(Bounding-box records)
——

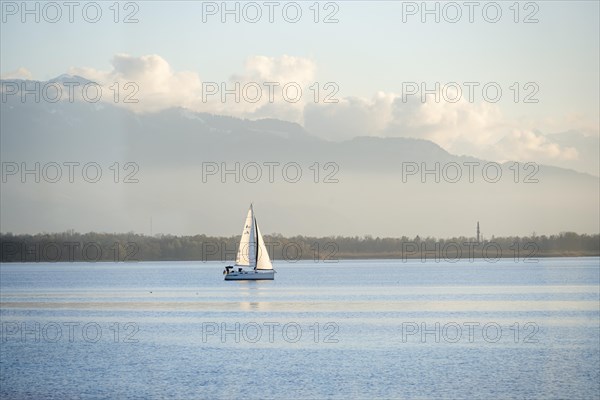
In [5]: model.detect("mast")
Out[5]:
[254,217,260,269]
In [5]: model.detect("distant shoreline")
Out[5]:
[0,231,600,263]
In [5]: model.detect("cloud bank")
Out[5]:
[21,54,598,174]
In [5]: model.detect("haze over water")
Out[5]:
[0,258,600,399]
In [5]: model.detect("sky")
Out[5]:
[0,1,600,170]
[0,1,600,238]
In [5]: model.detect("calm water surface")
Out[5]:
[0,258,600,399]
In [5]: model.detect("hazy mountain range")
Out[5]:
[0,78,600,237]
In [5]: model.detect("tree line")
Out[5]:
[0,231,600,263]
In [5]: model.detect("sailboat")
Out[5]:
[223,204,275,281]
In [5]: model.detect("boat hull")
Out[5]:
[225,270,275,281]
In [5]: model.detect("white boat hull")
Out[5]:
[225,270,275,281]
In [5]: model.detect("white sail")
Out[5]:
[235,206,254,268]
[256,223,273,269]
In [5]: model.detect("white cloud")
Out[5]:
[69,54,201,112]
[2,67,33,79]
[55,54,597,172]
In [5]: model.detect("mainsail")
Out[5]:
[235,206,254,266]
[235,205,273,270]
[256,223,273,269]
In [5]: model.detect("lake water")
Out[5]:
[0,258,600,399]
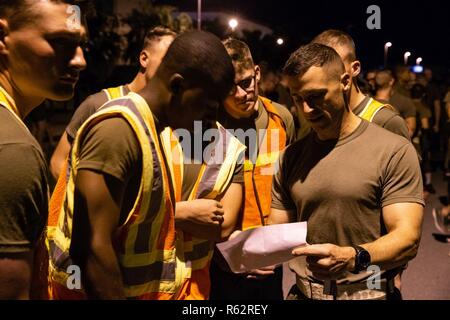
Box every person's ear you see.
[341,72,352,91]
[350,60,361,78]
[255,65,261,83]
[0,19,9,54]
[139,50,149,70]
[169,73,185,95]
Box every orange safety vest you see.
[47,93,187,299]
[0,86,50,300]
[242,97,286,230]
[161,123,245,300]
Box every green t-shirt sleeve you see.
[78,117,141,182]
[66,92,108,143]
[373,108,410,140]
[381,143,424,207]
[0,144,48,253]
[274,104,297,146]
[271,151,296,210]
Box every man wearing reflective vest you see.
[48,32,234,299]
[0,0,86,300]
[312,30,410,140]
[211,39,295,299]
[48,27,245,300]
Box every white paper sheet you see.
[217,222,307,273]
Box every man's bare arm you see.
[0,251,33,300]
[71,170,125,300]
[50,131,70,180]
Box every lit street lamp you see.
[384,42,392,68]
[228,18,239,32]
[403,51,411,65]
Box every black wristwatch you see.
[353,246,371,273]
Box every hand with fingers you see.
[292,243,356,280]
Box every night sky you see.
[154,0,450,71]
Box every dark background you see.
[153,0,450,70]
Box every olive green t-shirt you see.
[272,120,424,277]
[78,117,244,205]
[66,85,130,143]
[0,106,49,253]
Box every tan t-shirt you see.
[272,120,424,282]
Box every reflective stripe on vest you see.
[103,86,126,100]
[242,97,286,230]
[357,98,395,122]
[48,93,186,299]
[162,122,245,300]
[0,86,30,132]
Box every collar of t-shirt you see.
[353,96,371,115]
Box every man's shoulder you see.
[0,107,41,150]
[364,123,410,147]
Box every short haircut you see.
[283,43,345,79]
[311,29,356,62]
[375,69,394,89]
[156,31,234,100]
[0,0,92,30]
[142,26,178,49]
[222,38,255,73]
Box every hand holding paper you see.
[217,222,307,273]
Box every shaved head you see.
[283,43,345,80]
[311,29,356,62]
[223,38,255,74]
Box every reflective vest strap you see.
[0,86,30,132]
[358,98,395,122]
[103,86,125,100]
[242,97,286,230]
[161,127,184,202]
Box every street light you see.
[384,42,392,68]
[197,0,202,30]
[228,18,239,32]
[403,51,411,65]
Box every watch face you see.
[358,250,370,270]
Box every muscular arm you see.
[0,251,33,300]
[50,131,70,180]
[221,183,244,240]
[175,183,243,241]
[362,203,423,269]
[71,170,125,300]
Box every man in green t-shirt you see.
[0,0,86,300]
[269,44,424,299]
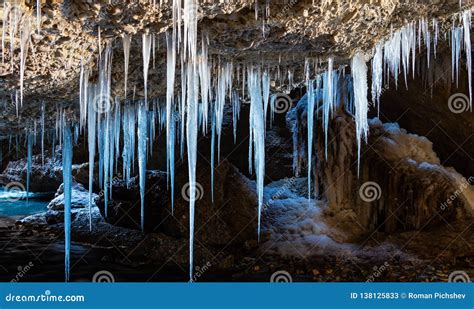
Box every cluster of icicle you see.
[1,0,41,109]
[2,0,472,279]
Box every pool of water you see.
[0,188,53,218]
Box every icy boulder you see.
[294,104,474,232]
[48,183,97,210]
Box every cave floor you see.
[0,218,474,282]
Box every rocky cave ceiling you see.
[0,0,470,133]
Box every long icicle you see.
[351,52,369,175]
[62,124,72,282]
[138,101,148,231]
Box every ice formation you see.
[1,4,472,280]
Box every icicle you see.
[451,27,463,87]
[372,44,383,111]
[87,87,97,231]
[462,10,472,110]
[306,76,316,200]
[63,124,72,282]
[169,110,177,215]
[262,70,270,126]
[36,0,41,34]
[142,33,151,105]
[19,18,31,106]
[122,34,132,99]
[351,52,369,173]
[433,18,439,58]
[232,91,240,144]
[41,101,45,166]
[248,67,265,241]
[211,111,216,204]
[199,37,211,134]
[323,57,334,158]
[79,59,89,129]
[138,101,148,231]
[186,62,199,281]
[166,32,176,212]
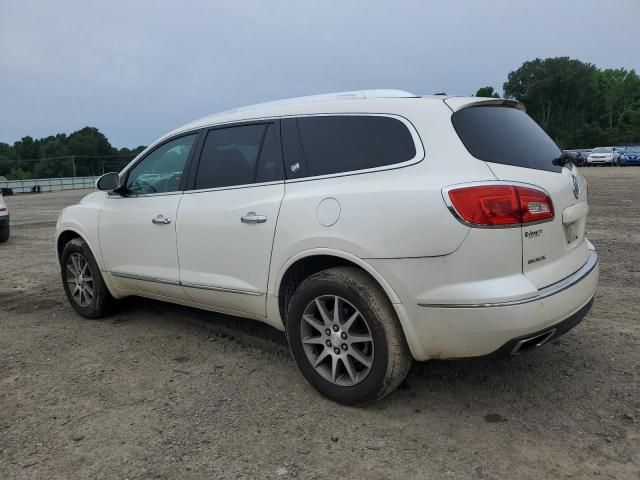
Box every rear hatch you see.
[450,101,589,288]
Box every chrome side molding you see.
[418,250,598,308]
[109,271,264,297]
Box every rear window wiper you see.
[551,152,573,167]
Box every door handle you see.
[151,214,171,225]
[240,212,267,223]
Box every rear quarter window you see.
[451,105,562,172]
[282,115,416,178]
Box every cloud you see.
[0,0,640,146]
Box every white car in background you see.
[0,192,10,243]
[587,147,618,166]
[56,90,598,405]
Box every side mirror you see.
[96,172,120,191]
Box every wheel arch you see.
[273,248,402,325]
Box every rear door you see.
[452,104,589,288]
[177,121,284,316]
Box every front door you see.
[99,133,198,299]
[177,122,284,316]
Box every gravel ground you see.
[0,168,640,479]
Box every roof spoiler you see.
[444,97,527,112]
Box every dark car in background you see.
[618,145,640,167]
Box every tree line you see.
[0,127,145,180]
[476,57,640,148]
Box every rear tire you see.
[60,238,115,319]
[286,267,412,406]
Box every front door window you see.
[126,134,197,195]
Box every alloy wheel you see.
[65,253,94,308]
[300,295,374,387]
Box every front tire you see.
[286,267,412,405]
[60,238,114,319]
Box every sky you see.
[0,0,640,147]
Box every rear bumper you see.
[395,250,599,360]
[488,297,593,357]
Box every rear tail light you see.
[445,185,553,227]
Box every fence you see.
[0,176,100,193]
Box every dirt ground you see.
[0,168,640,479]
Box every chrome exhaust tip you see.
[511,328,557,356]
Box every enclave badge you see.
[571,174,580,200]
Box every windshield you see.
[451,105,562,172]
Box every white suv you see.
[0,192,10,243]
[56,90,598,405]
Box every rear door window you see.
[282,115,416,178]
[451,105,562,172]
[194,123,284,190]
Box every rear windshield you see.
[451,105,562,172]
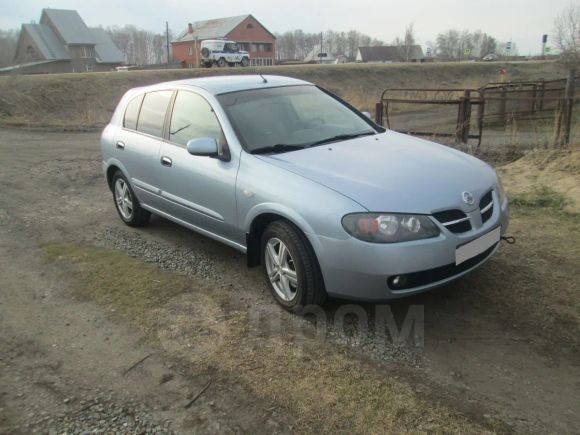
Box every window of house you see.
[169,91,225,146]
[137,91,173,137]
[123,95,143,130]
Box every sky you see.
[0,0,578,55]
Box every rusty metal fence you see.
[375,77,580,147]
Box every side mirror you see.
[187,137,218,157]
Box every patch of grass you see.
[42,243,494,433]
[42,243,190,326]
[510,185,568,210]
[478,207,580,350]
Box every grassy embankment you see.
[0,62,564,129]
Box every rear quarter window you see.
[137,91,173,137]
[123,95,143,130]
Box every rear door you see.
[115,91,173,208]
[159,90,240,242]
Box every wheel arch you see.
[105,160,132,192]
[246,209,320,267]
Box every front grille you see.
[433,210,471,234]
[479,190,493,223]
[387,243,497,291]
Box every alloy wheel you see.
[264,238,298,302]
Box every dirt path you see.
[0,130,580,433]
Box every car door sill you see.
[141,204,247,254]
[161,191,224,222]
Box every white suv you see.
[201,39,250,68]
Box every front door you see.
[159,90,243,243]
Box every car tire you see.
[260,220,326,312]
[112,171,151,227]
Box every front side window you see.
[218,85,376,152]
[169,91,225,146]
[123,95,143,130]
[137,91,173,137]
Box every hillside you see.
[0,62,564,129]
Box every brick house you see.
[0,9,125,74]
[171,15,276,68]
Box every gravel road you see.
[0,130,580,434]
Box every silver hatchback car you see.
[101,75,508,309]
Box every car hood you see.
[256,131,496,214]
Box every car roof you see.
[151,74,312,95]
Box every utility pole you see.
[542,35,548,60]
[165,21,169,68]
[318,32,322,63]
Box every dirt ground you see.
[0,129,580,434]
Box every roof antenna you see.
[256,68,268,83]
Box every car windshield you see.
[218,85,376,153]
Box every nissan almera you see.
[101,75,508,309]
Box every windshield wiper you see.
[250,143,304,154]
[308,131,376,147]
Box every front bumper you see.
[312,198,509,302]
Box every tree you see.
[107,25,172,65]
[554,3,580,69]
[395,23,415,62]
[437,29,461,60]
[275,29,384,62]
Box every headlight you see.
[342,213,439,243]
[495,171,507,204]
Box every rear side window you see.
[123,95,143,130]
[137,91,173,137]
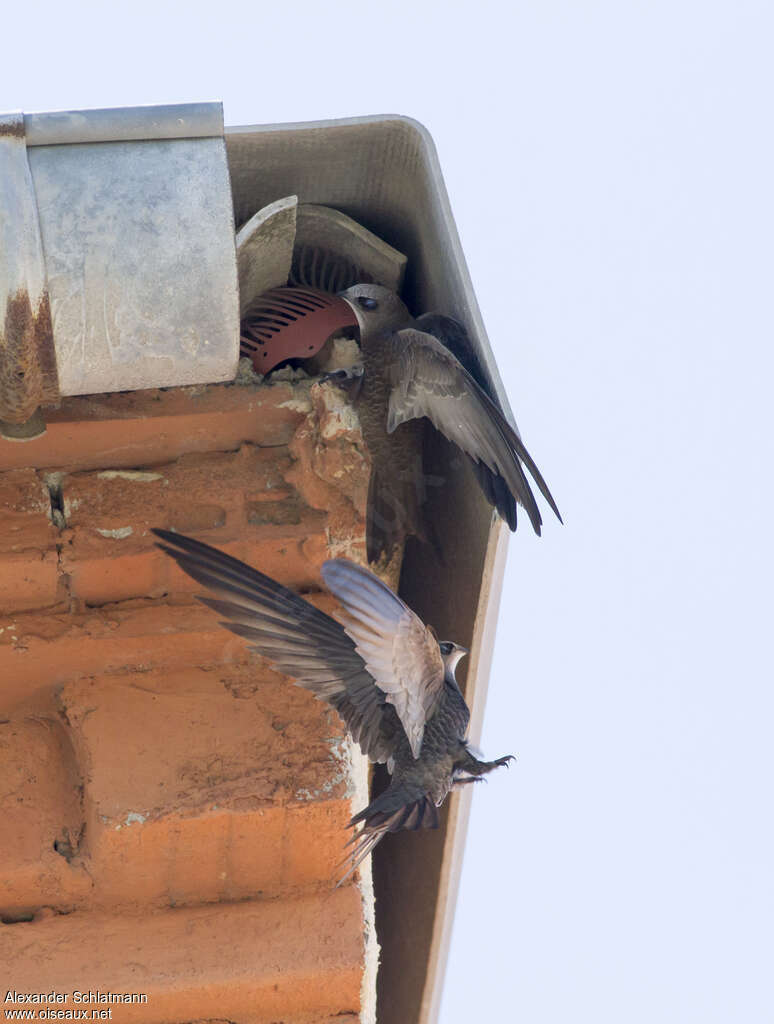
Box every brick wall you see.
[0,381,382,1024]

——

* _Task to complete_
Copy the data above word for word, from the line with "Box every lit street lamp you see." to the line with "[1,4,472,280]", including both of those lines. Leave the pictures out of your copy.

* _Output of the task_
Box every lit street lamp you see.
[384,42,392,68]
[228,18,239,32]
[403,51,411,65]
Box every black wristwatch you see.
[353,246,371,273]
Box every hand with fingers you see.
[292,243,356,280]
Box every night sky you see.
[154,0,450,71]
Box every dark background you see.
[153,0,450,70]
Box every olive green t-shirt you see.
[272,120,424,277]
[78,117,244,205]
[66,85,130,143]
[0,106,49,253]
Box every tan t-shirt you see.
[272,120,424,282]
Box every reflective stripe on vest you see.
[103,86,126,100]
[242,97,286,230]
[357,98,395,122]
[48,93,186,299]
[162,122,245,300]
[0,86,30,132]
Box every collar of t-shirt you see.
[353,96,371,115]
Box every man's shoulder you see.
[0,107,41,150]
[364,123,410,147]
Box every short haircut you see.
[283,43,345,79]
[311,29,356,62]
[375,69,394,89]
[156,31,234,100]
[0,0,92,30]
[142,26,178,49]
[222,38,255,73]
Box every hand holding paper you see.
[217,222,307,273]
Box every shaved head you see.
[283,43,345,80]
[311,29,356,62]
[223,38,255,74]
Box every reflective vest strap you see.
[0,86,30,132]
[358,98,395,122]
[103,86,125,100]
[242,97,286,230]
[161,127,184,202]
Box every street light you see.
[384,42,392,68]
[197,0,202,30]
[228,18,239,32]
[403,51,411,65]
Box every watch face you see.
[358,250,370,270]
Box every muscular arm you see.
[0,251,33,300]
[50,131,70,180]
[221,183,244,240]
[175,183,243,241]
[362,203,423,269]
[71,170,125,300]
Box every man in green t-shirt you see.
[0,0,86,300]
[269,44,424,299]
Box every cluster of icicle you see.
[1,0,41,109]
[2,0,472,279]
Box every pool of water you see.
[0,188,53,218]
Box every icy boulder you see.
[294,104,474,232]
[48,183,97,210]
Box every cave floor you see.
[0,218,474,282]
Box every rocky cave ceiling you see.
[0,0,470,133]
Box every long icicle you see.
[351,52,369,175]
[62,124,72,282]
[138,101,148,231]
Box every ice formation you see.
[1,4,472,280]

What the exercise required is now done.